(Goal of the exercise): The lines from the start of the data through the line with "positive clicks: (126, 547) (140, 505)" are to be returned verbatim; all later lines are to be omitted.
────────────────────
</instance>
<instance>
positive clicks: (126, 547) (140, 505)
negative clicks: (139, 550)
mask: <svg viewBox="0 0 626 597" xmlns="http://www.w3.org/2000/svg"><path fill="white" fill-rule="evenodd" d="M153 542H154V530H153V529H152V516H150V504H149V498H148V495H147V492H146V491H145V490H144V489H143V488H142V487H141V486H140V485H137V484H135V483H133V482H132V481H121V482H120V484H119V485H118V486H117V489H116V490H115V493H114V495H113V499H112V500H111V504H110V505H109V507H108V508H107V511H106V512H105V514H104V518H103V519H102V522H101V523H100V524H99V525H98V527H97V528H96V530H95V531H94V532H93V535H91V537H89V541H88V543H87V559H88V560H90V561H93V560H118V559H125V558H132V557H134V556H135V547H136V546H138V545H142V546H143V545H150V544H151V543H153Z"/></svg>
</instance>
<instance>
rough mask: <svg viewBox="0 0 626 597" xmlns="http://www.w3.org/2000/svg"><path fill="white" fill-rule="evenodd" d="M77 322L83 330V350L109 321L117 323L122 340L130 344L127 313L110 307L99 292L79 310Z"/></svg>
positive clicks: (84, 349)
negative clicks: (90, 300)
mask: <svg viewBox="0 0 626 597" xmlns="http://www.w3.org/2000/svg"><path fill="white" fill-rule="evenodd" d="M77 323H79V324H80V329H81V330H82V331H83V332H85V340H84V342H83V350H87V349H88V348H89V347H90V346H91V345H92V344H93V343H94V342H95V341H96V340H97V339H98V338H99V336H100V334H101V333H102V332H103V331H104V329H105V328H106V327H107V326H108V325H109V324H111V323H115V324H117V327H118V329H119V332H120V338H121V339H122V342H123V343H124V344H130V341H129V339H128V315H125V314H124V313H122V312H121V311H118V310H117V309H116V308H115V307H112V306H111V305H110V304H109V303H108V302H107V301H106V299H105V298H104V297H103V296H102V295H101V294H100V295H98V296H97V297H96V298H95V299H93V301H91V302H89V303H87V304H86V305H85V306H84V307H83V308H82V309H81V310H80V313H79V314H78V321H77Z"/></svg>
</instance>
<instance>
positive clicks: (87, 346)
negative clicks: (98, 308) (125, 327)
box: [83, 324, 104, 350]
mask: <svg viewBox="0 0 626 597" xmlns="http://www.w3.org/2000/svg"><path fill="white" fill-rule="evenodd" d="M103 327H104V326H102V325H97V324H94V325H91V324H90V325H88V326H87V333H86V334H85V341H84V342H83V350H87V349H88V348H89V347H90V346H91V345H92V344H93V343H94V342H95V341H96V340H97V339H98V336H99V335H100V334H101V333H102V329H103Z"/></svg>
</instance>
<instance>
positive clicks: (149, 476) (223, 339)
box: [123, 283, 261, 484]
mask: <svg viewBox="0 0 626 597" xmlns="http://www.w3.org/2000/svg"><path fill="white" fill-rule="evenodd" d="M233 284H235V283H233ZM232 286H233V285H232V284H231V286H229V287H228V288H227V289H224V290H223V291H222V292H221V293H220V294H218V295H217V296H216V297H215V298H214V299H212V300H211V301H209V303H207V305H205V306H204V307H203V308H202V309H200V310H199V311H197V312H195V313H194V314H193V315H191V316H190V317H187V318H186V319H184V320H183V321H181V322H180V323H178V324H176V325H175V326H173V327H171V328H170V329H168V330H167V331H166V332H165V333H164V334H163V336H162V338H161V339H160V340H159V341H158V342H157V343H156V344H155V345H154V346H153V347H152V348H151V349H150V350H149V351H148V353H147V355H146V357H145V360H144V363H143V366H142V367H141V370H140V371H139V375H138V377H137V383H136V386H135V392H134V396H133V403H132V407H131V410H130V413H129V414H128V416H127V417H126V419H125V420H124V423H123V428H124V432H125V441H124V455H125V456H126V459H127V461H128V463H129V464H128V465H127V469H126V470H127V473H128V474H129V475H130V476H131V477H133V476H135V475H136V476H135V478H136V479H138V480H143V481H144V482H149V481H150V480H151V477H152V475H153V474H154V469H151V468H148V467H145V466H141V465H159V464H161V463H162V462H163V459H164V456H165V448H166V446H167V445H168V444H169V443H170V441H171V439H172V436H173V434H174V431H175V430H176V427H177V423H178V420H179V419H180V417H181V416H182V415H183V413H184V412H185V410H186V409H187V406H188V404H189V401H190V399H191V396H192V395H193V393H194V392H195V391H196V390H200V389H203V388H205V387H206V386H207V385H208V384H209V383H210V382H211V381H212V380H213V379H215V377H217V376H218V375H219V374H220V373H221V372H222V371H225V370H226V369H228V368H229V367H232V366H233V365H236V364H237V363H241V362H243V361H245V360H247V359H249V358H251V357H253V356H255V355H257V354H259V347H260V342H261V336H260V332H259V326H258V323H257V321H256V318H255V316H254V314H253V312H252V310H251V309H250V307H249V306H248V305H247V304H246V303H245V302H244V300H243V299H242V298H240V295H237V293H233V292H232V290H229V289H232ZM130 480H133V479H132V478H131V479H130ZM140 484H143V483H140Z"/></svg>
────────────────────
(Answer to this task):
</instance>
<instance>
positive clicks: (126, 547) (140, 505)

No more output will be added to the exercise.